++++ Reading text ++++

[dfdl-wg] simple way to study hard DFDL example problem - IBM Format VS rec ords as XML

Fri Nov 19 08:51:36 CST 2004

Without digging too much into the details, I'd say this is an example
where multi-layer comes in. The DFDL would describe a hidden layer in
which the first, middle, last data elements would be identified and put
into a list, and then that hidden list would be used as the input to
create items in the output layer.

I think this is conceptually similar to one of our run-length encoding
examples (more complex of course). If you read a sequence if ints and
then a sequence of floats and need to output a sequence of floats with
int[i] repeats of float[i], it would be easiest to create a hidden layer
representing the int and float sequences and to then produce output from
that. If you don't think about a layer, even this example gets painful -
I need to read an int, skip forward somewhere to find a float, skip back
to get the next int, etc.

Mike's full example, not starting with the XML-ized version, might be
something that requires more than one layer - read the original into
something with with XML schema Mike defines, then a layer making a
sequence of data elements, and then something that has the desired
logical output.

++++ Supplied records ++++

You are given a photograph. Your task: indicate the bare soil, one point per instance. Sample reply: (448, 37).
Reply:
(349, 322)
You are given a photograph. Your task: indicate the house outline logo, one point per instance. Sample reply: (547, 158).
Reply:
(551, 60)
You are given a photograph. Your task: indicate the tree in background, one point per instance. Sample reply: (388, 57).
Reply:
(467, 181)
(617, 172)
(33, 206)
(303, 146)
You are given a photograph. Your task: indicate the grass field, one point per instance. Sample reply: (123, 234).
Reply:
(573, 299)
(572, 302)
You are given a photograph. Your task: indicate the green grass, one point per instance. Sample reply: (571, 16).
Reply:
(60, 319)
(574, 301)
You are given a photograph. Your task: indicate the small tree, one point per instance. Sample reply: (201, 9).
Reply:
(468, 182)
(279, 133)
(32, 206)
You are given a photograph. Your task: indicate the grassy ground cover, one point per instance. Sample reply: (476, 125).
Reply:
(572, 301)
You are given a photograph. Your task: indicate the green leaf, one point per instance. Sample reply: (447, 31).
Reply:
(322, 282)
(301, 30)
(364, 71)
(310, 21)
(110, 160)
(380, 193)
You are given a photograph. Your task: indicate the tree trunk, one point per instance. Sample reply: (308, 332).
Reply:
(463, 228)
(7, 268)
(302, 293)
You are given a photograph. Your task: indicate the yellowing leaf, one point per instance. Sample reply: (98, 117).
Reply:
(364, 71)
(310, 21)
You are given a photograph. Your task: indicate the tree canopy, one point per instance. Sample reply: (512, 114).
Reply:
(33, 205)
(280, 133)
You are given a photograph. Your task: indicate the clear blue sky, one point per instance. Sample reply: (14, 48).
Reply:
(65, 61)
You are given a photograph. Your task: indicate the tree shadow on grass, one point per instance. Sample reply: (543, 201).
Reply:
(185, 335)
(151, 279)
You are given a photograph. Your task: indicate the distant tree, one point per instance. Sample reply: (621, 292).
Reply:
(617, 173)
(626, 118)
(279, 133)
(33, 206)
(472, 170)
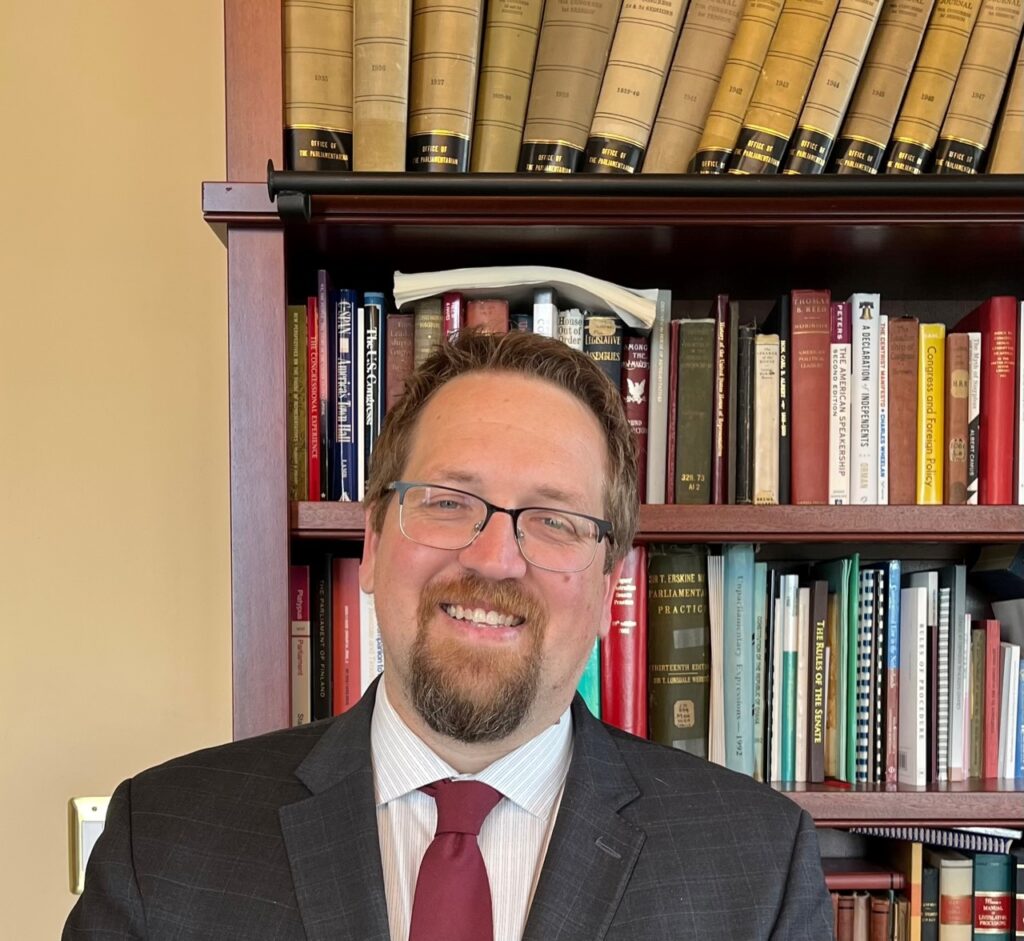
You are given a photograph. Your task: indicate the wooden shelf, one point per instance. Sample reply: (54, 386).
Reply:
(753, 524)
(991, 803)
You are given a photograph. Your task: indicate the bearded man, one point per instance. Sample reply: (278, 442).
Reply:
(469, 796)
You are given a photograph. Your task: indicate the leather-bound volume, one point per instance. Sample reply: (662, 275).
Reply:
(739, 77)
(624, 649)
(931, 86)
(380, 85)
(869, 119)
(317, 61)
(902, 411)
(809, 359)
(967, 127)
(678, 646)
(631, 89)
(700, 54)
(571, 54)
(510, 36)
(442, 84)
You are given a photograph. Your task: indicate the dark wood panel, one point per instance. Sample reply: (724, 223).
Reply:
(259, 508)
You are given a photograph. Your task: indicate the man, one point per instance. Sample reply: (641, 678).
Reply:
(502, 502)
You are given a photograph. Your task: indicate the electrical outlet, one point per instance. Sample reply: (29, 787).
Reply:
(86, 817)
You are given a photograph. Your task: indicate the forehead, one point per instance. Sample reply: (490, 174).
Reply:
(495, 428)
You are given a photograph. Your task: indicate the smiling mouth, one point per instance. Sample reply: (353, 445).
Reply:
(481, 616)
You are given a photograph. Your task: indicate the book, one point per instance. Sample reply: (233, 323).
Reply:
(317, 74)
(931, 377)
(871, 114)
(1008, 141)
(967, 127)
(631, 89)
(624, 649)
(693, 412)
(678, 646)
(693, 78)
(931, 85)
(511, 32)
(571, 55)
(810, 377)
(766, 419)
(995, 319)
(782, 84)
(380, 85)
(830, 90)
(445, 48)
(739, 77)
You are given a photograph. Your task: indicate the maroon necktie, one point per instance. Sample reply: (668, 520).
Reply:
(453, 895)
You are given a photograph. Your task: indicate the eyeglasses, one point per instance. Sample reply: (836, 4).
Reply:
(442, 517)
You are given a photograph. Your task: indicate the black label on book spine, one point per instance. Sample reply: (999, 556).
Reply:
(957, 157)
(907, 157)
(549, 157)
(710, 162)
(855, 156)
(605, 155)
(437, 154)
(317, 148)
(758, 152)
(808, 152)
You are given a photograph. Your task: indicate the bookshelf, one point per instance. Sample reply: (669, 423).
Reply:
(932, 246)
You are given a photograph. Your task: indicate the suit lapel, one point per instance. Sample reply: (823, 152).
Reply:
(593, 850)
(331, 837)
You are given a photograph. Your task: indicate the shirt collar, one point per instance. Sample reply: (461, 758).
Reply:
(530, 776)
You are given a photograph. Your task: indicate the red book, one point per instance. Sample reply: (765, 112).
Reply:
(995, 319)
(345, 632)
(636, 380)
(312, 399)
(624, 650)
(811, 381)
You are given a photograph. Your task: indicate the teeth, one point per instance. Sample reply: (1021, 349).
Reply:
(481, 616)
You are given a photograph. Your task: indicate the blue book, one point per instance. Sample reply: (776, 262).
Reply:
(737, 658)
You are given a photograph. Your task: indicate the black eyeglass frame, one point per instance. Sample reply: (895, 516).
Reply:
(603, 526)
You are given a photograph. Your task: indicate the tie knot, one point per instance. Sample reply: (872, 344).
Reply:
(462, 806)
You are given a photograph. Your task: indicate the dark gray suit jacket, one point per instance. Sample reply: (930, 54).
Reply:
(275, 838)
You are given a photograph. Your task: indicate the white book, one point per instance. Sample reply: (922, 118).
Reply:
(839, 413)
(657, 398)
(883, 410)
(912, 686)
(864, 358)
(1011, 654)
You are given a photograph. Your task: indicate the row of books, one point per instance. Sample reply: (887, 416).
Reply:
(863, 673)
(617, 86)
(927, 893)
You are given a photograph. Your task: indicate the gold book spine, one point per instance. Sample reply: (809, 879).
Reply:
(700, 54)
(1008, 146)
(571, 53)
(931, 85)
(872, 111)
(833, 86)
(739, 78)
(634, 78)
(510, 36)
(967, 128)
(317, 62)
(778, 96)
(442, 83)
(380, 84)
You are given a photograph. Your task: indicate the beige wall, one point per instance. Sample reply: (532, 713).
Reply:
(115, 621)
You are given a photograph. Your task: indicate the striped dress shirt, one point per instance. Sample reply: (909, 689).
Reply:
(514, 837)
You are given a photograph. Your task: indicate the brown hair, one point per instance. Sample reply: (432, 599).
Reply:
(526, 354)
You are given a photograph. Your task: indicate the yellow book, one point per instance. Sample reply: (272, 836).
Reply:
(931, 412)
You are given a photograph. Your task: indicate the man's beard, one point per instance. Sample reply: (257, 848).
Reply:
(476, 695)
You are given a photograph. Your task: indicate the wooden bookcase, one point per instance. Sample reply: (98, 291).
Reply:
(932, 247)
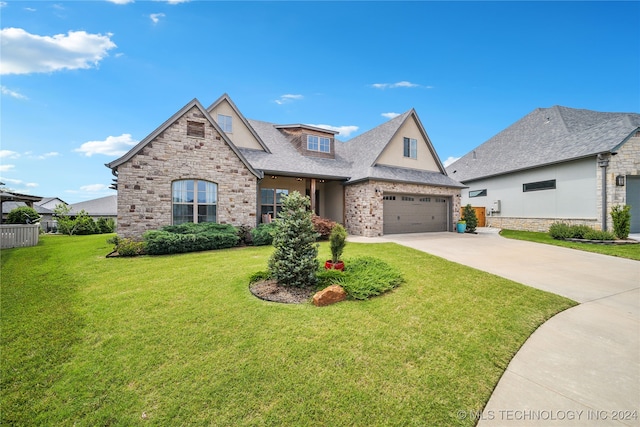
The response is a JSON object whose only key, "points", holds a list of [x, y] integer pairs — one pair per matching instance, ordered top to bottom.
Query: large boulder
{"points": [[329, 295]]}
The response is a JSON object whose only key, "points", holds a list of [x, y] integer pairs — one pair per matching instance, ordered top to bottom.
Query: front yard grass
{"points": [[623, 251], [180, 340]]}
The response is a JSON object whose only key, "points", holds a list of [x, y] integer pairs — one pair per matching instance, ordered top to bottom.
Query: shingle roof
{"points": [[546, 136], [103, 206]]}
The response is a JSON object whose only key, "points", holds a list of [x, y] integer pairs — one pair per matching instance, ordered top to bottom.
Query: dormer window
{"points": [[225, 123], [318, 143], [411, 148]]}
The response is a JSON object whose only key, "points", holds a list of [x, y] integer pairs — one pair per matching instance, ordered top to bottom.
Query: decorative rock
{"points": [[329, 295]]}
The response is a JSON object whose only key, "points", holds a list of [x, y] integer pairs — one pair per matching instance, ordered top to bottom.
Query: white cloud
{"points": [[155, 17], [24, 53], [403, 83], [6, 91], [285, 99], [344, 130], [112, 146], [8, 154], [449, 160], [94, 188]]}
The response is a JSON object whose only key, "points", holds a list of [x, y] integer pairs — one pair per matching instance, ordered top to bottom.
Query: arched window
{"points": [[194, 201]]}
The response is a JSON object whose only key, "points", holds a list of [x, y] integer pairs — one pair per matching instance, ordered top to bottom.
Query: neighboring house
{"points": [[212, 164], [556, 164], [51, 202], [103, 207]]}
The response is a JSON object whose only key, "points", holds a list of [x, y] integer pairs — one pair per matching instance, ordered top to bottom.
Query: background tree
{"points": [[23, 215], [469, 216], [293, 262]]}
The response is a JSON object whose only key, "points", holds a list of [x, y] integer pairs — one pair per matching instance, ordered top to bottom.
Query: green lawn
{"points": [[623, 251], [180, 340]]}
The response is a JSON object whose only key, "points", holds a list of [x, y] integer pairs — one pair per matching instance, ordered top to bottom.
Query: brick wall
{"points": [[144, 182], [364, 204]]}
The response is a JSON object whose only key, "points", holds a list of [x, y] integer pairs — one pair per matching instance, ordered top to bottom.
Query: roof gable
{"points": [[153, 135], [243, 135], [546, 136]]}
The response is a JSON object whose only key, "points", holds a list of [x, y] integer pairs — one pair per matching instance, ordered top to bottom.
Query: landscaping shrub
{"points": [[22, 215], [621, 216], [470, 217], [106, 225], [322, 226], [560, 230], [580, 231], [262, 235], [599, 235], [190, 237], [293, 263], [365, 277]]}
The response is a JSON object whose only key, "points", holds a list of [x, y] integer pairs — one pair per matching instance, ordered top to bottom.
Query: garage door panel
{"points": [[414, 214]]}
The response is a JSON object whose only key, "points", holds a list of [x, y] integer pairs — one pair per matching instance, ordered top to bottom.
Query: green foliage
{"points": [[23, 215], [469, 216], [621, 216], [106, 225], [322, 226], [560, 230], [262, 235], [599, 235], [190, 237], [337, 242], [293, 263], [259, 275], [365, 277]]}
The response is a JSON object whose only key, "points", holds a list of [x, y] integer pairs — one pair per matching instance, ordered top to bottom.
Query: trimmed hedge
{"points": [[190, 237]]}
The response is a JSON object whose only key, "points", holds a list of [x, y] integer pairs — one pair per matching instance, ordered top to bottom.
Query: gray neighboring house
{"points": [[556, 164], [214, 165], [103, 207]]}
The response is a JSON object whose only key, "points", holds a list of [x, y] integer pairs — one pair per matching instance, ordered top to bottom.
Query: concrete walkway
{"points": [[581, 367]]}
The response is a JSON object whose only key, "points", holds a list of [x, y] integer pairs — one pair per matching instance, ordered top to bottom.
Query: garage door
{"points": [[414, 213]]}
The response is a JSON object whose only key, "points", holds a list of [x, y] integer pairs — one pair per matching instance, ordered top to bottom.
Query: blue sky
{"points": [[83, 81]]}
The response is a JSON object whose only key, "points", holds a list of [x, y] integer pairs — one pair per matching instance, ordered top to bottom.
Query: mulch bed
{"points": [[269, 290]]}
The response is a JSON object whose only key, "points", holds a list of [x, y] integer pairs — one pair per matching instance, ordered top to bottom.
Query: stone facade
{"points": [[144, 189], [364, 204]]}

++++

Task requirements:
a) In the DFDL mailing-list post, starting at "[dfdl-wg] simple way" and ending at "the output layer.", write the passage out again, switching "hidden layer" to "intermediate layer".
b) Locate and copy every line of the records that contains the string "black", matching case exactly.
The DFDL mailing-list post and the records are unrelated to each other.

Full solutions:
a)
[dfdl-wg] simple way to study hard DFDL example problem - IBM Format VS rec ords as XML

Fri Nov 19 08:51:36 CST 2004

Without digging too much into the details, I'd say this is an example
where multi-layer comes in. The DFDL would describe a intermediate layer in
which the first, middle, last data elements would be identified and put
into a list, and then that hidden list would be used as the input to
create items in the output layer.

b)
You are given a photograph. Your task: indicate the black label on book spine, one point per instance. Sample reply: (999, 556).
You are given a photograph. Your task: indicate the black eyeglass frame, one point per instance. Sample reply: (895, 516).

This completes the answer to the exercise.